(WHAT TO PRODUCE) From the line that contains "of the reed" to the last line of the data, every line is to be transcribed exactly; no other line is to be included.

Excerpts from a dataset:

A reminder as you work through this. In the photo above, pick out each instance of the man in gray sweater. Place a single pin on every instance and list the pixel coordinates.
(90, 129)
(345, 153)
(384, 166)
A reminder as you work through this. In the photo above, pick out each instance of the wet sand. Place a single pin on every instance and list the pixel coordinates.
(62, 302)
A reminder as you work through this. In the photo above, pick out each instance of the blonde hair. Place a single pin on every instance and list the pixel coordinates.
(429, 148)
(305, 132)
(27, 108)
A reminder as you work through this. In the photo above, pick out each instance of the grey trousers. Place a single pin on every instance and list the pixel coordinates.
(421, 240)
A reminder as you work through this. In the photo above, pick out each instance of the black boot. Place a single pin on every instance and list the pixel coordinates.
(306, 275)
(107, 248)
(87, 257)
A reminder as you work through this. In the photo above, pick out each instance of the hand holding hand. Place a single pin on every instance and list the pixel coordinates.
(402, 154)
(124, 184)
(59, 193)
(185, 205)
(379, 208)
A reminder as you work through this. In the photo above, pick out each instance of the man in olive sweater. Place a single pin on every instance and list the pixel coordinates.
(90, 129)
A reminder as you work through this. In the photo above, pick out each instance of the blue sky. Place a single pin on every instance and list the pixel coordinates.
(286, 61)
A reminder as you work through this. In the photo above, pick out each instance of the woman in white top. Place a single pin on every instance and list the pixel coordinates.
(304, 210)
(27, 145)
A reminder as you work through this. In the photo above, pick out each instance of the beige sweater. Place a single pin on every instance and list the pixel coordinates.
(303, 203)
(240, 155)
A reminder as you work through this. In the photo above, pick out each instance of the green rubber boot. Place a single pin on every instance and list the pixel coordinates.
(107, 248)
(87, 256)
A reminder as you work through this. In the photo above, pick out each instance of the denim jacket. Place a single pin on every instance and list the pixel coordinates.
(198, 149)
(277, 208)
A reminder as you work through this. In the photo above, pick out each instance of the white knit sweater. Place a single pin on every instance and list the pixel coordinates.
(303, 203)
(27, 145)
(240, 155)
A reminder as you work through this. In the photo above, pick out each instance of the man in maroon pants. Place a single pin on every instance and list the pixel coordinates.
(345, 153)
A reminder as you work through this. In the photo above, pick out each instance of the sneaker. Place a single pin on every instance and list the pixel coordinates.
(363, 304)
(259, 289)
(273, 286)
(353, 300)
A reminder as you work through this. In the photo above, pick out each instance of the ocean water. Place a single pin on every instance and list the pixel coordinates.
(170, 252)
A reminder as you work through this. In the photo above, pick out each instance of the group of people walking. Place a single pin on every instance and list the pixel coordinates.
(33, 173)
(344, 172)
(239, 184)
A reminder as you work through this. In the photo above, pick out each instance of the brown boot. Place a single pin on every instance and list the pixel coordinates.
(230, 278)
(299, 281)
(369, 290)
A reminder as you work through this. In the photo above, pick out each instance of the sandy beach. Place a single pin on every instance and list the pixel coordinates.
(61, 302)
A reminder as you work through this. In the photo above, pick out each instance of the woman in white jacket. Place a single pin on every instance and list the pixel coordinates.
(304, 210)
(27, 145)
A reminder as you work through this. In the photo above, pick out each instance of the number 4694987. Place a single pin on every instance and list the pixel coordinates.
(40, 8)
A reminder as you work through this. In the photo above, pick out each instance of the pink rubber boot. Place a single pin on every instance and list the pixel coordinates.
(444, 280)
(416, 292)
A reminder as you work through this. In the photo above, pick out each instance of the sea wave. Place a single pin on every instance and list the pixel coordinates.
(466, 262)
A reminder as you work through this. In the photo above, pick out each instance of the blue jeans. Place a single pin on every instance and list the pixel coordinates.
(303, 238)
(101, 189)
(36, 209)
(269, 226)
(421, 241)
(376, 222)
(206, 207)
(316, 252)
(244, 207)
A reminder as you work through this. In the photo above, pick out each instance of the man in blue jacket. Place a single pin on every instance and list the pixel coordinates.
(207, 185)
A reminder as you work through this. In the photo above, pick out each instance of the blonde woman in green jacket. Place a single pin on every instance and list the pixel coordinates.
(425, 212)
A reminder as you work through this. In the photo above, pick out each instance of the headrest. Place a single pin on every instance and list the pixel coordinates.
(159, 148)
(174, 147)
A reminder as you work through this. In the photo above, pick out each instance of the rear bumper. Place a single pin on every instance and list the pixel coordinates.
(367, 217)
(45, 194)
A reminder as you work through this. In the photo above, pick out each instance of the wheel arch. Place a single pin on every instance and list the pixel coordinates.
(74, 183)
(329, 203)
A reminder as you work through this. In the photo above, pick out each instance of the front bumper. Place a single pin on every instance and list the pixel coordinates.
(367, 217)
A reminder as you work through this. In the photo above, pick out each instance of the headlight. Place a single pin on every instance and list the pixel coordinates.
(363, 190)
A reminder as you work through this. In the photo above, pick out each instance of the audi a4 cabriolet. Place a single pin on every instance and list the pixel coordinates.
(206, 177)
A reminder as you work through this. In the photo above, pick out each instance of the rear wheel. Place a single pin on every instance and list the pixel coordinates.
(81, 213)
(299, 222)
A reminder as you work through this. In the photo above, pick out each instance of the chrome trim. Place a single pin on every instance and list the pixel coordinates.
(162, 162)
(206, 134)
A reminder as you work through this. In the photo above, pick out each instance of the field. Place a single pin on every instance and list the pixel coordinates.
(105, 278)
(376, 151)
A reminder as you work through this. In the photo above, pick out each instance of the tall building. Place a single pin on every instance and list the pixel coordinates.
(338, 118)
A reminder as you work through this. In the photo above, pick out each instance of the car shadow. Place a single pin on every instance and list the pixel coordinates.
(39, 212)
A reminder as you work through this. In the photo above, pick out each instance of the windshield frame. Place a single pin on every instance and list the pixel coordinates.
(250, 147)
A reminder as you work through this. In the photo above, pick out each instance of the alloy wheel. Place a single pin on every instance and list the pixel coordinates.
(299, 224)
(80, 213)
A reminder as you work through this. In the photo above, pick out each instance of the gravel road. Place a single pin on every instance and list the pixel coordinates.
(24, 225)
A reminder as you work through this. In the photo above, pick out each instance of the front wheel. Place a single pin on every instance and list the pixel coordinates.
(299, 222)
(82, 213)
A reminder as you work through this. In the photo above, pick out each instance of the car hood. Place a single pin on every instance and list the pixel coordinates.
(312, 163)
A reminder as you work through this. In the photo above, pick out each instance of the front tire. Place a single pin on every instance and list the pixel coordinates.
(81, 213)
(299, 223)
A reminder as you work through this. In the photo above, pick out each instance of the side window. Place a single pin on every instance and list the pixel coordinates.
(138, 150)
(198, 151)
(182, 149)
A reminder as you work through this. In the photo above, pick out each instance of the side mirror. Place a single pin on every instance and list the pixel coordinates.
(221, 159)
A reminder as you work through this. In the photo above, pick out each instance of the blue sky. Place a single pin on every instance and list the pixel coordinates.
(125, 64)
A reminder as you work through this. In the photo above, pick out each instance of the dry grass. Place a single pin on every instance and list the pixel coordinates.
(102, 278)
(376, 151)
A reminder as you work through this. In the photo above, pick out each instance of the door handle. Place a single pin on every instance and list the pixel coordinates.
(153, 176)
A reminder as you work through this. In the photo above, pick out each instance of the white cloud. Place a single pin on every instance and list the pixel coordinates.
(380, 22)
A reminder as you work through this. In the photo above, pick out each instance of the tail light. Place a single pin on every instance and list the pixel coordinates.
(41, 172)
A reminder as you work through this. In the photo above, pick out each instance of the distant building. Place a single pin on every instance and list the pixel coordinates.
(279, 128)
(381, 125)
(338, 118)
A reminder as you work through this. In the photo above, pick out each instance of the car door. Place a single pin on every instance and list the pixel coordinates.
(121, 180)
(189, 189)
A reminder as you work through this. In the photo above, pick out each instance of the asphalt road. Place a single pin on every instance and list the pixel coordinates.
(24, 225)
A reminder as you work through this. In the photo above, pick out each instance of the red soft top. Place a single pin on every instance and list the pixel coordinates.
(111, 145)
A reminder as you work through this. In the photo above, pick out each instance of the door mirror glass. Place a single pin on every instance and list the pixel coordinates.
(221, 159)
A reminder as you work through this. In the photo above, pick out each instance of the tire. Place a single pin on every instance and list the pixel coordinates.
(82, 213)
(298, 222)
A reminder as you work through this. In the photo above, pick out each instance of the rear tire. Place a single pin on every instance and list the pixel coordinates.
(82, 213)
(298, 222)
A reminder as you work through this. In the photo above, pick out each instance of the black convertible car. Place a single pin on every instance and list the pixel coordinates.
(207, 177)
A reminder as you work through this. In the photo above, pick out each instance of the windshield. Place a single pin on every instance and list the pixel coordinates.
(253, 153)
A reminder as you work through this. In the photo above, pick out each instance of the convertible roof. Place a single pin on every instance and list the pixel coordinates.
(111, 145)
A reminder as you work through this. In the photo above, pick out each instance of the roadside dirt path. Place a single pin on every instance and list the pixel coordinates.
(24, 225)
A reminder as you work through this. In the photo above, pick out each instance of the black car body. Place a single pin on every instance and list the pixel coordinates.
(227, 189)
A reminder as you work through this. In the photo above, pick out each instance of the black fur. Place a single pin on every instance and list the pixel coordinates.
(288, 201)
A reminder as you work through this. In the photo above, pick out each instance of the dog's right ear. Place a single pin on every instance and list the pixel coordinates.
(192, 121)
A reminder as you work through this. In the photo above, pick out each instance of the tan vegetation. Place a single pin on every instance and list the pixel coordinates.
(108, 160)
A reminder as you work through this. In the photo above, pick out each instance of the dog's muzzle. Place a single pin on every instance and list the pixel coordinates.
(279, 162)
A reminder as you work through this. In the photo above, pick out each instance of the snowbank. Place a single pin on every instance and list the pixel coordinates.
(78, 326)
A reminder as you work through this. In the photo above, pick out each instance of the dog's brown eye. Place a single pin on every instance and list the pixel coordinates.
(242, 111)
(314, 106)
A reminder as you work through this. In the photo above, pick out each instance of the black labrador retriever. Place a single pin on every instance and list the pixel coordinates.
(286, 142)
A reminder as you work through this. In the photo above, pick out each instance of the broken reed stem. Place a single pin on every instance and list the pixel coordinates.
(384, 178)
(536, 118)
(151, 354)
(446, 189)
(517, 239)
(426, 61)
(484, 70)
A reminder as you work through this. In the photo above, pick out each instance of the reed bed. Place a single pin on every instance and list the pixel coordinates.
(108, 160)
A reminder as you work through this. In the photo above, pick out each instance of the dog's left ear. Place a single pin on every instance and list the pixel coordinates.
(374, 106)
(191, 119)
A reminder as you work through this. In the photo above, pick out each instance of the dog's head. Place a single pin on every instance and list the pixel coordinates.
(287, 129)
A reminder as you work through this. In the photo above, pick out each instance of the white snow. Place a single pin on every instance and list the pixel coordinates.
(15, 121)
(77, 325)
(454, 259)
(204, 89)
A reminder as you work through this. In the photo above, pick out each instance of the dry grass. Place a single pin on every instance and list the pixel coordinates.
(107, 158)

(EXERCISE RESPONSE)
A reminder as you work through this. In the photo above, pick out each instance of the reed bed. Place a single pin on every instance and list the pixel coordinates.
(108, 160)
A reminder as you work through this. In the photo above, pick out each instance of the dog's left ear. Place a single pin on every instance and list the pixel coordinates.
(374, 106)
(191, 119)
A reminder as you work through this. In the photo above, pick out each instance of the dog's head. Place a single pin on every instance and list the pixel coordinates.
(287, 129)
A reminder as you work through this. In the photo above, pick out each instance of the white snow. Place a single pin on every instance and list the pixel coordinates.
(15, 121)
(77, 325)
(454, 259)
(204, 89)
A reminder as you work through this. In the photo above, pick out each instance of the dry grass. Place a single pin on every instance and list the pixel coordinates.
(107, 158)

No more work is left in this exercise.